Point placement records
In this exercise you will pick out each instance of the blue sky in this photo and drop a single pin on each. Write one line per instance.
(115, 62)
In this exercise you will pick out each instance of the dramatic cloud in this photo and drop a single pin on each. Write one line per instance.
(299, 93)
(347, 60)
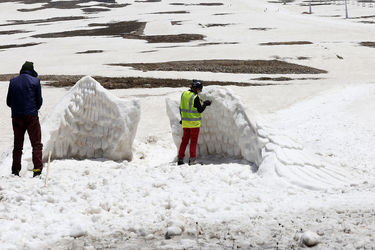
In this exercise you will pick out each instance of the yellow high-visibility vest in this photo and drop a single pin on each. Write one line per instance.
(190, 116)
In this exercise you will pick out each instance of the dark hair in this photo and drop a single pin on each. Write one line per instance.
(197, 84)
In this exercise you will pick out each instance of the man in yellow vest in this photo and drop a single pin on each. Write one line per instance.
(191, 116)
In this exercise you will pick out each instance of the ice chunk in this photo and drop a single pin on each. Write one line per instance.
(90, 122)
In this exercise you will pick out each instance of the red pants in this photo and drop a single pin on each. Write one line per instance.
(192, 135)
(21, 124)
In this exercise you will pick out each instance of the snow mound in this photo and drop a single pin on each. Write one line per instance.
(226, 130)
(90, 122)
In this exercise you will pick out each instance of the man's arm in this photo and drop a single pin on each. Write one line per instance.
(198, 105)
(9, 98)
(38, 96)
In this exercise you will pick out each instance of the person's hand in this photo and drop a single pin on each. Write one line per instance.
(207, 103)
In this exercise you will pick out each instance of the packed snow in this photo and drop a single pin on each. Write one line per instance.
(90, 122)
(301, 173)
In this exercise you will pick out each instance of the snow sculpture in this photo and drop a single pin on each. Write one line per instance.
(90, 122)
(227, 130)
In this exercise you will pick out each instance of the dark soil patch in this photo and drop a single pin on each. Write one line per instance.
(11, 46)
(261, 29)
(11, 32)
(94, 10)
(148, 51)
(90, 52)
(118, 29)
(303, 58)
(176, 22)
(273, 79)
(72, 4)
(148, 1)
(368, 44)
(215, 25)
(209, 44)
(126, 82)
(47, 20)
(198, 4)
(179, 38)
(226, 66)
(209, 4)
(222, 14)
(172, 12)
(282, 78)
(362, 17)
(286, 43)
(126, 29)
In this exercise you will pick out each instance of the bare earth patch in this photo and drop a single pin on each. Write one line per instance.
(47, 20)
(11, 32)
(172, 12)
(11, 46)
(286, 43)
(71, 4)
(116, 29)
(226, 66)
(127, 82)
(90, 52)
(261, 29)
(198, 4)
(209, 44)
(126, 29)
(94, 10)
(215, 25)
(282, 78)
(368, 44)
(179, 38)
(147, 1)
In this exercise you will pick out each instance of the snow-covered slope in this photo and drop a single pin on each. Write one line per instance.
(90, 122)
(227, 131)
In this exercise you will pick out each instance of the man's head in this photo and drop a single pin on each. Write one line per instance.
(28, 66)
(197, 85)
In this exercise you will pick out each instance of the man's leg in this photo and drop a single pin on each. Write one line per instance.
(184, 143)
(193, 142)
(19, 130)
(35, 135)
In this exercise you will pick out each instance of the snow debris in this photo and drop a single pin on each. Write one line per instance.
(227, 130)
(309, 239)
(77, 231)
(90, 122)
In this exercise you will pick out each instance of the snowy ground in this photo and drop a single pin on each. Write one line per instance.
(96, 204)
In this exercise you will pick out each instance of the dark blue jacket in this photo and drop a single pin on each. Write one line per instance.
(25, 94)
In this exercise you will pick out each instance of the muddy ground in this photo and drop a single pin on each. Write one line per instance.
(126, 82)
(227, 66)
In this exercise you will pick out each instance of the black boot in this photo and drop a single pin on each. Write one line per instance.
(15, 172)
(180, 162)
(37, 172)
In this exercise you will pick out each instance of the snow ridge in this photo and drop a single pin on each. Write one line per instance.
(90, 122)
(227, 130)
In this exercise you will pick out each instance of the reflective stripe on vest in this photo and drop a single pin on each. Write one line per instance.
(190, 116)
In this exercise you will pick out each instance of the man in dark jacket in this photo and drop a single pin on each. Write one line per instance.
(25, 99)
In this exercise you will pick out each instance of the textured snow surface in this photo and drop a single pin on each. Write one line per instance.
(227, 130)
(90, 122)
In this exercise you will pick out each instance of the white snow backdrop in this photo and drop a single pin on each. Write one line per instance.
(103, 203)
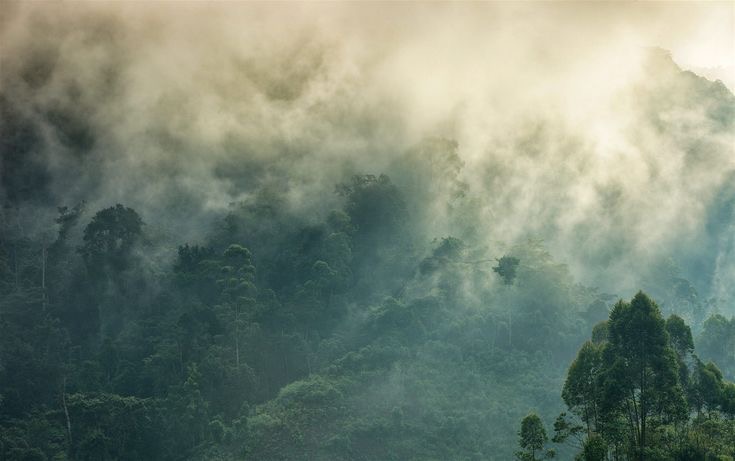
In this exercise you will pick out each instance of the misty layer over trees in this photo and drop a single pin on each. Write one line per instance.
(273, 233)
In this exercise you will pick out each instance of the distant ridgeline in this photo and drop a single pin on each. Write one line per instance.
(413, 315)
(343, 339)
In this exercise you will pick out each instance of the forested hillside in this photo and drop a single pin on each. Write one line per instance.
(225, 240)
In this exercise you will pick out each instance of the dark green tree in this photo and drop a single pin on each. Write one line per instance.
(532, 438)
(640, 373)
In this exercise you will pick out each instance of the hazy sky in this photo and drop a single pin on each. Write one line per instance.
(565, 131)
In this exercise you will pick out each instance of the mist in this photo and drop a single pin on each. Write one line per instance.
(604, 133)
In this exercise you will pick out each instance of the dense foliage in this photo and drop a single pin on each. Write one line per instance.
(280, 340)
(641, 393)
(201, 260)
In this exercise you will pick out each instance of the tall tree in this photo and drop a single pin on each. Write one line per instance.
(640, 373)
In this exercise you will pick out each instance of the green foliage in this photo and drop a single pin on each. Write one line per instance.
(532, 438)
(506, 268)
(628, 387)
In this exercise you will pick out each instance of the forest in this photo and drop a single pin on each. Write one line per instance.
(247, 248)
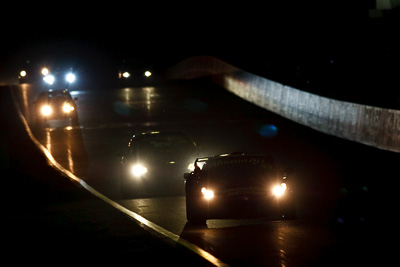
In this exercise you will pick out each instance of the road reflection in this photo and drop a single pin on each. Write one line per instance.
(282, 243)
(66, 146)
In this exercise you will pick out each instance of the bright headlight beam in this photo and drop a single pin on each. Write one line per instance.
(138, 170)
(278, 190)
(49, 79)
(46, 110)
(45, 71)
(22, 73)
(67, 108)
(70, 77)
(208, 194)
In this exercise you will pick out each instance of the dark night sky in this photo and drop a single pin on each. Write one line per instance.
(164, 33)
(272, 40)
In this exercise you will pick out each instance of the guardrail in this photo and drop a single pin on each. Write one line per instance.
(373, 126)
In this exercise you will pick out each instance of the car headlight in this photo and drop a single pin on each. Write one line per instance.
(45, 71)
(191, 167)
(46, 110)
(279, 190)
(49, 79)
(207, 193)
(138, 170)
(147, 73)
(70, 77)
(22, 73)
(126, 75)
(67, 107)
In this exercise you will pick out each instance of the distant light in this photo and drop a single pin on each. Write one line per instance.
(49, 79)
(67, 108)
(70, 77)
(138, 170)
(45, 71)
(22, 73)
(208, 194)
(46, 110)
(279, 189)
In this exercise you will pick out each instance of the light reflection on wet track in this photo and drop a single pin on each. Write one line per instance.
(108, 118)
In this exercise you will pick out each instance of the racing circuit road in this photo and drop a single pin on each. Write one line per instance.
(339, 199)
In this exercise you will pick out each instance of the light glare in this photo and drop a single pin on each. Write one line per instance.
(46, 110)
(208, 194)
(278, 190)
(70, 77)
(138, 170)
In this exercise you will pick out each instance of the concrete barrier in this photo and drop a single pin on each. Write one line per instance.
(373, 126)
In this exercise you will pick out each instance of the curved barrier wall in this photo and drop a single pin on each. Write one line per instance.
(369, 125)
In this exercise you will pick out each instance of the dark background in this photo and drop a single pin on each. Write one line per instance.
(335, 48)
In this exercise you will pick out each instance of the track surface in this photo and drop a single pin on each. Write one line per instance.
(335, 194)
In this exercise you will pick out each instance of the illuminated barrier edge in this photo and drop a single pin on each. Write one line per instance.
(373, 126)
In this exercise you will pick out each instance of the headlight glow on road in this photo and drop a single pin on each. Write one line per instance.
(208, 194)
(138, 170)
(46, 110)
(279, 190)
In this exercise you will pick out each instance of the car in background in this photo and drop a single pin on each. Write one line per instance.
(49, 78)
(135, 73)
(154, 162)
(55, 107)
(32, 73)
(237, 185)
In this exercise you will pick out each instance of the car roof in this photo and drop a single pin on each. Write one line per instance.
(233, 155)
(150, 133)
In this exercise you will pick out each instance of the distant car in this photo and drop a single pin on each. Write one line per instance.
(237, 185)
(59, 79)
(154, 163)
(57, 107)
(55, 79)
(135, 73)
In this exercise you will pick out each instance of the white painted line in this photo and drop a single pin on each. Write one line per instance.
(149, 225)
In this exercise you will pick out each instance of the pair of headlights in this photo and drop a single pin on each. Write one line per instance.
(139, 170)
(277, 190)
(47, 110)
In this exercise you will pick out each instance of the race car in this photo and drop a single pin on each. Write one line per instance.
(59, 79)
(154, 162)
(55, 107)
(135, 73)
(237, 185)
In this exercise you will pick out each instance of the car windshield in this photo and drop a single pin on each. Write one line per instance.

■ REQUIREMENT ■
In the listing above, find the line with "the white painted" and set down that line and all after it exactly, through the final line.

■ THE RESULT ■
In this exercise you will pick out each instance of the white painted line in this photo and drop a single pin on each. Write one line per instance.
(149, 225)
In this exercise you will pick out each instance of the pair of headlights in this photo and drop a single pin on each. Write one line per instance.
(139, 170)
(277, 190)
(47, 110)
In this exercise you will pick out each instance of the race car in this photo and drop a single pin on each. Write one line per instance.
(59, 79)
(154, 162)
(55, 107)
(135, 73)
(237, 185)
In this exercise you will pick out each instance of the car windshield in this photo and drop a single pin on each. Write one line per instance.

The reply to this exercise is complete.